▶ **WORK TO BE COMPLETED**
Rewrite the lines below, replacing "integer pixel coordinates" with "whole-number pixel coordinates" at every occurrence and leaving everything else unchanged. Omit the pictures from your rewritten version.

▶ **RECORDS SHOWN**
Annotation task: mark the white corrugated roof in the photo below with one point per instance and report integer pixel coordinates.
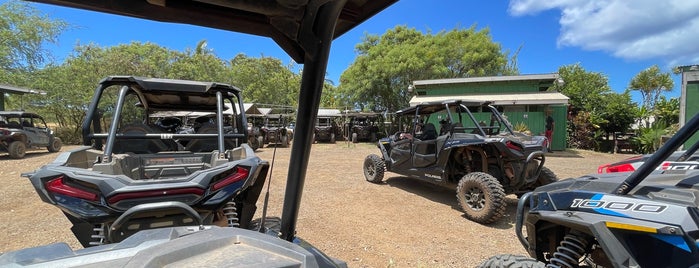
(329, 112)
(501, 99)
(508, 78)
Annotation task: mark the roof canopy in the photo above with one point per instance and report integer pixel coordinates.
(550, 98)
(282, 20)
(19, 90)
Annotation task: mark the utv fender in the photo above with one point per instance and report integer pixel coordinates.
(384, 152)
(534, 156)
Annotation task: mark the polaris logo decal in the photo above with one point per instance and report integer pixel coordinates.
(617, 206)
(678, 166)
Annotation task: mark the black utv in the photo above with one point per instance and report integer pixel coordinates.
(474, 151)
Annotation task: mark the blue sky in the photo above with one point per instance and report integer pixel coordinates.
(617, 38)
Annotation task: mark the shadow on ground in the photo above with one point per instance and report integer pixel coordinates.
(447, 197)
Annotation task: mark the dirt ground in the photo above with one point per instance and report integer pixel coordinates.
(400, 223)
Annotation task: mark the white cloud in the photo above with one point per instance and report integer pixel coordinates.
(639, 29)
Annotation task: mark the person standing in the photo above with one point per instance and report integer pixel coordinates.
(549, 128)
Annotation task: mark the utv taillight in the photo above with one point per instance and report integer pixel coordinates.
(513, 145)
(239, 174)
(59, 186)
(620, 168)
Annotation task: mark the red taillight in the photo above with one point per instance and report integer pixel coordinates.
(513, 146)
(239, 174)
(620, 168)
(153, 193)
(58, 186)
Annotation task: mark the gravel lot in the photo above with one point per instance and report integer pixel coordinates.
(400, 223)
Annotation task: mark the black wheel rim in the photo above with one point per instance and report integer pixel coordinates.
(475, 199)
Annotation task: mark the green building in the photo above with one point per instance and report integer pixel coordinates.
(524, 99)
(689, 97)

▶ **SOLUTION TO THE PROBLEM**
Annotation task: mark the white corrugated roof in the photo below with one point per instance and report whole-number pixel coordinates.
(329, 112)
(501, 99)
(508, 78)
Annotation task: mark the roof canopy in the photo above with one point per instance and report whole-number pixel coordinates.
(550, 98)
(282, 20)
(19, 90)
Annotation task: mark the utv fender in the photo above with one point per instance and report whole-number pixel coordinates.
(384, 152)
(534, 156)
Annotation task: mark the polaris logo decal in the photo above with one point per instance and report whole-number pixel coordinates.
(617, 206)
(678, 166)
Annotation task: mark the black utv in the photo above with one point per instance and report whole-number pixel coordinates.
(474, 151)
Annotation task: mark the blue sky in the photo above with one point per instance and report whole-number pixel coordinates.
(617, 38)
Annotation task: mark the shadow on ground in the photo above with one point per instance and report whole-number pixel coordinates.
(447, 197)
Annotation task: mark the dirt ground in the photo above with one point per instance and report whole-number pixel coordinates.
(400, 223)
Annotation task: mark the white cloud in the photo above with one point per instance and report whole-number pixel coordinates.
(639, 29)
Annotation task: mark the person standing in the photo above with one point per instance and report whole-number pixel coordinates.
(549, 128)
Annotation task: mark the utv taillight in the photo above with one point per instance and report whole-number pixel coordinates.
(513, 145)
(239, 174)
(59, 186)
(620, 168)
Annotation task: mark the red taillight in the photo above with one point per instance and report whole-number pixel coordinates.
(513, 146)
(239, 174)
(620, 168)
(153, 193)
(58, 186)
Annotation task: mark the gravel lot in the photo above with one point per instance and report whole-number pixel coordinates.
(400, 223)
Annotation task: mark the black wheel rim in the photo above with one point per instance and report whole-number pixel coordinates.
(475, 199)
Annotation task: mark the green building in the photo above with one point per instance and report whole-number pixel coordinates.
(524, 99)
(689, 97)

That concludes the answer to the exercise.